Rows from a dataset >>
BEGIN
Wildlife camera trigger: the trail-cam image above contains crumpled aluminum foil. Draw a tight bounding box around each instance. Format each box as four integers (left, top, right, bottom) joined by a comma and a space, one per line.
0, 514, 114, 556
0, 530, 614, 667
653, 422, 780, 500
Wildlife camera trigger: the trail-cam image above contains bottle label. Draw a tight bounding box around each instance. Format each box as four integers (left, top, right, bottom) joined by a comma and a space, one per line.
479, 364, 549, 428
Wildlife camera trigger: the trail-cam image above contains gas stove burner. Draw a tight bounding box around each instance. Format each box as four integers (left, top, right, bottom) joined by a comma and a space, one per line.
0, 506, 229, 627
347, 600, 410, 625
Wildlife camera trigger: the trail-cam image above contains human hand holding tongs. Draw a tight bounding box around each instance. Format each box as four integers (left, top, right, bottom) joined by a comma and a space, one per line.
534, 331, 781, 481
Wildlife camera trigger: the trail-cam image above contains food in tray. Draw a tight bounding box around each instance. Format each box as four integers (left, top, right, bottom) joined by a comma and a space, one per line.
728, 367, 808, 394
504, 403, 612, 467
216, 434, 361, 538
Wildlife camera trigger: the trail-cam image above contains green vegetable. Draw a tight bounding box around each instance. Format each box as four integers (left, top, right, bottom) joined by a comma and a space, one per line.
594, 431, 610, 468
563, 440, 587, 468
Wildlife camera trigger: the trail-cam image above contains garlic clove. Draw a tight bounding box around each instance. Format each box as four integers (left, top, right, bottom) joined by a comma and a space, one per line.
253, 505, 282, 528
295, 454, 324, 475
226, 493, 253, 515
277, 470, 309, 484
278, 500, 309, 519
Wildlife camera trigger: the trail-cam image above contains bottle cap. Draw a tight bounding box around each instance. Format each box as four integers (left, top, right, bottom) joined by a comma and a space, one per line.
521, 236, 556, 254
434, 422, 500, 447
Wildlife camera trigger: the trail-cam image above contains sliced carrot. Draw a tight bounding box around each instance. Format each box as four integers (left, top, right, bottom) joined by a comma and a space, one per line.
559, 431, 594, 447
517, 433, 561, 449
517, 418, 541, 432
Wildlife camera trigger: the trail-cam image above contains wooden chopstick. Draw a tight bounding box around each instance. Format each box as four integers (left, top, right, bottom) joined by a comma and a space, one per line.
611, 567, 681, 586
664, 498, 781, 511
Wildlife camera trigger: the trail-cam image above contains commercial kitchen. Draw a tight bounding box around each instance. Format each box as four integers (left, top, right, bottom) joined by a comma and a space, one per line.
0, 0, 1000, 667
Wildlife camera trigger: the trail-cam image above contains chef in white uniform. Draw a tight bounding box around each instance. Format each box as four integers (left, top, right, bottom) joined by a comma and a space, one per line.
END
Prompt >>
Rewrite all the entries above with "trail-cam image" replaced by "field shot" wherever it occurs, leaving everything else the same.

Task output >>
Wildlife camera trigger: the field shot above contains crumpled aluminum foil. Draw a tight bounding box around each instance. Format each box as four integers (left, top, right, bottom) joined by a comma and a space, one per line.
0, 514, 114, 556
0, 530, 614, 667
653, 422, 780, 500
Wildlife camera trigger: the field shot above contains bottle label. Draw a tight bounding box around each instance. Format each box as four integers (left, top, right, bottom) joined by a comma and a space, one per line.
479, 364, 549, 428
Wildlife camera trigger: the field shot above contains gas stove burner. Draw a tight bounding box around each instance. Format each box as four integers (left, top, right, bottom) joined by a comma and a space, one per line.
0, 506, 229, 627
347, 600, 410, 625
Wildlife camera trigger: the field shot above contains human hand holding tongs. Draw a tight bounding box around each instance. Format each box as four integers (left, top, right, bottom) joined by a comma and a space, one per line.
534, 331, 781, 481
Wildlife camera trigger: the field shot above contains food in tray. Draw a tight bounding box around each instance. Format each box as four integers (left, top, right, bottom) joined by a comma and a space, one per line.
728, 367, 808, 394
504, 403, 612, 467
216, 434, 361, 538
Wildlife camera trigger: the field shot above contains green vegetable. Draw a tight bounding box around each instance. Format each box as four integers (left, top, right, bottom) joined by a comma and a space, one per line.
594, 431, 610, 468
563, 440, 587, 468
Wildlife camera trigger: the field shot above contains garlic clove. Draw a tight bounding box around each instance. Format each box as four integers (left, top, right, bottom) joined by a comma and a space, one per line.
253, 505, 282, 528
295, 454, 324, 475
226, 493, 253, 515
277, 470, 309, 484
278, 500, 309, 519
Wildlife camera trigger: the field shot above contains bottle cap. Draw a tight bounding box around each instance. Format each box as four integers (left, top, right, bottom) joined by a comma and a space, one per line.
521, 236, 556, 254
434, 422, 500, 447
Wildlife camera trigger: the field shot above contains sliced carrot. Draw a tight bounding box around each instance. Format each box as four integers (left, top, right, bottom) joined by a comma and a space, one per line.
559, 431, 594, 447
517, 433, 561, 449
517, 418, 541, 432
Wildlife camera trigger: the field shot above contains wooden chopstick. Draw a tight bounding box around each instance. Format each box as four integers (left, top, right, bottom) joined by a comma and a space, one per line.
611, 567, 681, 586
664, 498, 781, 511
Wildlife camera trigger: the field shot above contains commercial kitchen. Draw a tight bounding box around each instance. Format each box as four integers (left, top, right, bottom) joined by a comma and a space, one per line.
0, 0, 1000, 667
Wildlife camera trigger: the field shot above contains chef in white uniform. Draw a tight bounding box around each instance. Format each box as four integers (left, top, right, bottom) joined by a comma and a space, one per line.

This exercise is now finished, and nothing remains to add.